Exercise requirements ▸
Of all the entries below, retype only the lines from the one with "Target: black sneaker" through the one with "Target: tree foliage", exactly as they appear.

Start of Records shown

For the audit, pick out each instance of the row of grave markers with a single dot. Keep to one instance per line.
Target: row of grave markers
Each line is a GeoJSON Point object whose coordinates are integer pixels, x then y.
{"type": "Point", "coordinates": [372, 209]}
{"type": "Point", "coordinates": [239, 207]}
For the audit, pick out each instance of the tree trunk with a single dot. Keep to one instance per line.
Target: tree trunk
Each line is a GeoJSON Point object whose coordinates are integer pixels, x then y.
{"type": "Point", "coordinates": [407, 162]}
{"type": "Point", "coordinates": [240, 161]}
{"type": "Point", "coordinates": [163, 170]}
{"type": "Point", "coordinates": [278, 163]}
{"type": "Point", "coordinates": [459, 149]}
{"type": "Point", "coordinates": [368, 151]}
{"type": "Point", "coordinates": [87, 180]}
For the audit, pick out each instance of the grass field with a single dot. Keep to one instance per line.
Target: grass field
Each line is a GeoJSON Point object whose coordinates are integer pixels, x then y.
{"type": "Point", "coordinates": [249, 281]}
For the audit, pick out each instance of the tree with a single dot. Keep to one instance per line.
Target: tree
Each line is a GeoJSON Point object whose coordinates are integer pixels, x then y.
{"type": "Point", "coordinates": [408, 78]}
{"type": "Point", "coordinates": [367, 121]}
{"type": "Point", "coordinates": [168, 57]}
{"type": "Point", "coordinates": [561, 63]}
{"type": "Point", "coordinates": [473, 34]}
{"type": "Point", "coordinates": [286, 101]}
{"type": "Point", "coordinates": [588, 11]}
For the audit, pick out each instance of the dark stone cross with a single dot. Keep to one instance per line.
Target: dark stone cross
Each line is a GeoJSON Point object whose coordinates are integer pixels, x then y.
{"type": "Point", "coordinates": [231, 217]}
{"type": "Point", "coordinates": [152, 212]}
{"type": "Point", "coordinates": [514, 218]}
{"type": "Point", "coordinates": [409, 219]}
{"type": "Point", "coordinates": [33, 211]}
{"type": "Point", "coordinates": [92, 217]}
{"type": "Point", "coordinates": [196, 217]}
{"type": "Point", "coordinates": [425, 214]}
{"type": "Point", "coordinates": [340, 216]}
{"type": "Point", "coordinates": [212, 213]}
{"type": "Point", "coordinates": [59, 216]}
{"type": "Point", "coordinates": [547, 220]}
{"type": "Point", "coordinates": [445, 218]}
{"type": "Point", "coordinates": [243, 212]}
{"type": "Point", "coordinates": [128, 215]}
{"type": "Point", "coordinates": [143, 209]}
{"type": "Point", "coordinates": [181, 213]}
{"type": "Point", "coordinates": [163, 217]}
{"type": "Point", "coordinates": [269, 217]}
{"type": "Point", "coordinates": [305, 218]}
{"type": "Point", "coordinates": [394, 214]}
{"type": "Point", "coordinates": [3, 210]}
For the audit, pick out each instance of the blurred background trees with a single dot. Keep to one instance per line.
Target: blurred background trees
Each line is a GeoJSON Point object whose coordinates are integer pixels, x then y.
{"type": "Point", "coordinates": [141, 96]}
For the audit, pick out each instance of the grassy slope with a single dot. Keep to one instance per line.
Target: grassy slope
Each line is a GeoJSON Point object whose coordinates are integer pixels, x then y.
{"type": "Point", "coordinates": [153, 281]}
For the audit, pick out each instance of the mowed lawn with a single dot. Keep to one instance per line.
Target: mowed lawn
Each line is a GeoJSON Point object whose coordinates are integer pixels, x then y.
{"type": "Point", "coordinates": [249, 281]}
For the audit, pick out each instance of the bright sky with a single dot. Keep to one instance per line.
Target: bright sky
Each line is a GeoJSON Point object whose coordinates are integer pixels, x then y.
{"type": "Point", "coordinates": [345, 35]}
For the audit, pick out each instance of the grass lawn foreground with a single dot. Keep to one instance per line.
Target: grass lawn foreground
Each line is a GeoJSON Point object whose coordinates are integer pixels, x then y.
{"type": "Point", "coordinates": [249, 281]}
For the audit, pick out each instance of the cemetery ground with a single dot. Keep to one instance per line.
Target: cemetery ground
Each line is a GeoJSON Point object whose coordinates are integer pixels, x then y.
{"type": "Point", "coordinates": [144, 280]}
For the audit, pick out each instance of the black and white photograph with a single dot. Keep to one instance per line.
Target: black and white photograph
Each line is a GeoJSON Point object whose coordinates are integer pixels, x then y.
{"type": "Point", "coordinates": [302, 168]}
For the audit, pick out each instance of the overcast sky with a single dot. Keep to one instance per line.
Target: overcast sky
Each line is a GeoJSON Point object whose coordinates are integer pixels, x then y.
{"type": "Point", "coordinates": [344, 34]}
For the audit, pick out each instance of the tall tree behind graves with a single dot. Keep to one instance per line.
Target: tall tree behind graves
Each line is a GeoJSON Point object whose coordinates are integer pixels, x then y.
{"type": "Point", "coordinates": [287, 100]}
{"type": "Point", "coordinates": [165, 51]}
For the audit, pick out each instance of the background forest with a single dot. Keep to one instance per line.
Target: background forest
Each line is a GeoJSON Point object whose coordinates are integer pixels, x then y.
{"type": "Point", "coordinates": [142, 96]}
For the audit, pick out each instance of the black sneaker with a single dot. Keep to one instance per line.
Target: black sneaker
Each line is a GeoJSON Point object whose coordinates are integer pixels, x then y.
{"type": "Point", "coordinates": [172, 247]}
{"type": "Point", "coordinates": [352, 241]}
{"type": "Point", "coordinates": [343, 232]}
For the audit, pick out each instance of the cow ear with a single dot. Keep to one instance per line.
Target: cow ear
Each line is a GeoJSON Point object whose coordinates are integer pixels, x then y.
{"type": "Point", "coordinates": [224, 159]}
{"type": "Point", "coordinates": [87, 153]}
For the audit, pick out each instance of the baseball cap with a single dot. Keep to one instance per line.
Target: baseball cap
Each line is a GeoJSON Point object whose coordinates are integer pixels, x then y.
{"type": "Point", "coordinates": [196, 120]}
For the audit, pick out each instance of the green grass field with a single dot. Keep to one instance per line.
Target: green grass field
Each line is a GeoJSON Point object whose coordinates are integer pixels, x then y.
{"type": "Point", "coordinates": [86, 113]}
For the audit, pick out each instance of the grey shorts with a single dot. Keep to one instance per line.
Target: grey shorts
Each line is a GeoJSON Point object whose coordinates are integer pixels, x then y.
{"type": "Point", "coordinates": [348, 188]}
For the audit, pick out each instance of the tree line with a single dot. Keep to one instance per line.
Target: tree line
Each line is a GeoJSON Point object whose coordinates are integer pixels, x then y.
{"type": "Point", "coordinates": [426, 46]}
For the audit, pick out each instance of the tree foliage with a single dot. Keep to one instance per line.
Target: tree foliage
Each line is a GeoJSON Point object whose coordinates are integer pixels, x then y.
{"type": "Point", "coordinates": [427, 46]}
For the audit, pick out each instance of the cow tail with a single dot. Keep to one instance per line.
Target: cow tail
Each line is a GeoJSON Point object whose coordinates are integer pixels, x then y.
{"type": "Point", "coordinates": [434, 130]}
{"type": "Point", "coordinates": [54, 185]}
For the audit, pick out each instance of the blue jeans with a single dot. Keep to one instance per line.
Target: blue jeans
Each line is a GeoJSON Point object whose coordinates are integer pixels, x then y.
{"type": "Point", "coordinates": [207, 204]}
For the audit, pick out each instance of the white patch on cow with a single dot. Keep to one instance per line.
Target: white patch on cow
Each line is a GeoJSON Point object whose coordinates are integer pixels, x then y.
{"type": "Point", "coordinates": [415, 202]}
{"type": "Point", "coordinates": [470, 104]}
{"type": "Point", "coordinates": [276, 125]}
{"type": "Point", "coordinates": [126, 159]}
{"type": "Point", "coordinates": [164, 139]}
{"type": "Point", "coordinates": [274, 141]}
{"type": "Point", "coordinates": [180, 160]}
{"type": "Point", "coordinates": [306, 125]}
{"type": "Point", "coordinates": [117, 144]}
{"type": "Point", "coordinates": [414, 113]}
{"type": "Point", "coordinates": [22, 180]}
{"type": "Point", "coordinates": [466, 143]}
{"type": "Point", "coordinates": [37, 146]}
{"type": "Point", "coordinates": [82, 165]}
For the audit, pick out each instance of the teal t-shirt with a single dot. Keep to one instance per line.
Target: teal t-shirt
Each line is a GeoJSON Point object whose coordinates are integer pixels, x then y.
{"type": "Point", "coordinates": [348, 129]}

End of Records shown

Finished exercise ▸
Target: black sneaker
Each line is a GeoJSON Point object whose coordinates are integer pixels, x then y.
{"type": "Point", "coordinates": [172, 247]}
{"type": "Point", "coordinates": [352, 241]}
{"type": "Point", "coordinates": [343, 232]}
For the audit, pick out each instance of the cow ear with a single dot. Keep to one instance per line.
Target: cow ear
Each line is a GeoJSON Point object whose coordinates are integer pixels, x then y.
{"type": "Point", "coordinates": [224, 159]}
{"type": "Point", "coordinates": [87, 153]}
For the audit, pick out each instance of the baseball cap with a single dot. Keep to one instance per line.
Target: baseball cap
Each line is a GeoJSON Point object whose coordinates are integer pixels, x then y.
{"type": "Point", "coordinates": [196, 120]}
For the audit, pick out each instance of the green grass field with a single dot. Keep to one instance per line.
Target: green grass field
Each line is a GeoJSON Point object whose coordinates are integer pixels, x then y.
{"type": "Point", "coordinates": [86, 113]}
For the audit, pick out each instance of the grey shorts with a single dot. Keep to one instance per line.
Target: grey shorts
Each line is a GeoJSON Point object whose coordinates are integer pixels, x then y.
{"type": "Point", "coordinates": [348, 188]}
For the audit, pick out each instance of the tree line with a single dot. Keep to one instance per line.
Target: tree line
Each line is a GeoJSON Point object whose coordinates are integer pixels, x then y.
{"type": "Point", "coordinates": [426, 46]}
For the audit, pick out each instance of the tree foliage with a single dot. Keep to one instance per line.
Target: tree foliage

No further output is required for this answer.